• **Exercise requirements**: Repeat the listing in full. Nothing may be added or left out.
▶
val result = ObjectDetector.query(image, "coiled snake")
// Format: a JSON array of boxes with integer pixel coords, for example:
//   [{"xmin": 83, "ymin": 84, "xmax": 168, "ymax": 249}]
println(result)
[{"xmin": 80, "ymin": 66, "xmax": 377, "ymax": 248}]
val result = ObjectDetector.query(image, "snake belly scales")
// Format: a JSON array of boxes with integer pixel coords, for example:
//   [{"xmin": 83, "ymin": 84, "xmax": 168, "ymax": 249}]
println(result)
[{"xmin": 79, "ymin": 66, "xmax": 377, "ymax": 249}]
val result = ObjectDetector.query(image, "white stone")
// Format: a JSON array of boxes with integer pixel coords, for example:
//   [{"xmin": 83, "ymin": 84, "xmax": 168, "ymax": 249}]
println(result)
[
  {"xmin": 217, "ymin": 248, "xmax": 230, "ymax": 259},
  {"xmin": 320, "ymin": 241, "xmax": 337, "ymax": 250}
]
◀
• **Solution to the exercise**:
val result = ObjectDetector.query(image, "coiled snake")
// Format: a JSON array of boxes with integer pixel coords, for example:
//   [{"xmin": 83, "ymin": 84, "xmax": 168, "ymax": 249}]
println(result)
[{"xmin": 80, "ymin": 66, "xmax": 377, "ymax": 248}]
val result = ObjectDetector.query(image, "snake belly scales")
// Format: a JSON array of boxes with integer pixel coords, for example:
//   [{"xmin": 83, "ymin": 84, "xmax": 168, "ymax": 249}]
println(result)
[{"xmin": 79, "ymin": 66, "xmax": 377, "ymax": 249}]
val result = ObjectDetector.query(image, "white stone")
// Format: a JSON array of boxes with integer pixel coords, for example:
//   [{"xmin": 83, "ymin": 84, "xmax": 168, "ymax": 249}]
println(result)
[
  {"xmin": 217, "ymin": 248, "xmax": 230, "ymax": 259},
  {"xmin": 320, "ymin": 241, "xmax": 337, "ymax": 250}
]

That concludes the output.